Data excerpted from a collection
--------------------------------------------------

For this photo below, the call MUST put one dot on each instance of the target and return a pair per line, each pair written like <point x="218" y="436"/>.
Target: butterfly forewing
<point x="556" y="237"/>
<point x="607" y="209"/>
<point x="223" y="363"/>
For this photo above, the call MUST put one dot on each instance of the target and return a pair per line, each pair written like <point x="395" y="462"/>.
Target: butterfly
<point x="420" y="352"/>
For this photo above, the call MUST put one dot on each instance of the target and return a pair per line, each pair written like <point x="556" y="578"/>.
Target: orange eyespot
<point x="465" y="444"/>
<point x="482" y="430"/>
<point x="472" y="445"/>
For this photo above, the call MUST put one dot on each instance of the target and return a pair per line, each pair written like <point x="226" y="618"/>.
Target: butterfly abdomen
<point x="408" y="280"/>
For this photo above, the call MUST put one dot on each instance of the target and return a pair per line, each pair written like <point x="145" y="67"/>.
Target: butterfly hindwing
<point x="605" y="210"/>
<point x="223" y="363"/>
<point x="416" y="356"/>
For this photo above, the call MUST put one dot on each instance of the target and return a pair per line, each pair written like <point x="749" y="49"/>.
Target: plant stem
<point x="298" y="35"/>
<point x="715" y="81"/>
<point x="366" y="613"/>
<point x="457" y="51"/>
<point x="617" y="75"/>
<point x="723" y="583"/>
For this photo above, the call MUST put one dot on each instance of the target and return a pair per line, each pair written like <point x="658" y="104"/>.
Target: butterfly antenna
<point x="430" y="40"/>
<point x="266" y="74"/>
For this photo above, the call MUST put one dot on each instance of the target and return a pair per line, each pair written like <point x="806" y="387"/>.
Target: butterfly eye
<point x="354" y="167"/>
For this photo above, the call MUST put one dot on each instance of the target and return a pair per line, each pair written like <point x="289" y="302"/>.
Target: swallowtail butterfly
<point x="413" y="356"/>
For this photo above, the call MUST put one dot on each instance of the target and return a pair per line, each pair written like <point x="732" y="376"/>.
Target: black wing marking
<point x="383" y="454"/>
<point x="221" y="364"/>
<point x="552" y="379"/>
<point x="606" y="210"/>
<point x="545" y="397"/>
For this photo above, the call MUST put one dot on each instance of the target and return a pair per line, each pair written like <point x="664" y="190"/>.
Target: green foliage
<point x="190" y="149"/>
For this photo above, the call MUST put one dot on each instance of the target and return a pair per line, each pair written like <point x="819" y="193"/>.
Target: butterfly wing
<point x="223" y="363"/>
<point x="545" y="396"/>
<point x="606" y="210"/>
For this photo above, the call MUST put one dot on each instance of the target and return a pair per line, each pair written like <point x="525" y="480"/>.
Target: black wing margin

--------------------------------------------------

• _Stated exercise_
Pick out every line of the data above that contains the string "black" and copy each of those lines. Case counts.

• _Response for this exercise_
Target: black wing marking
Target: black wing margin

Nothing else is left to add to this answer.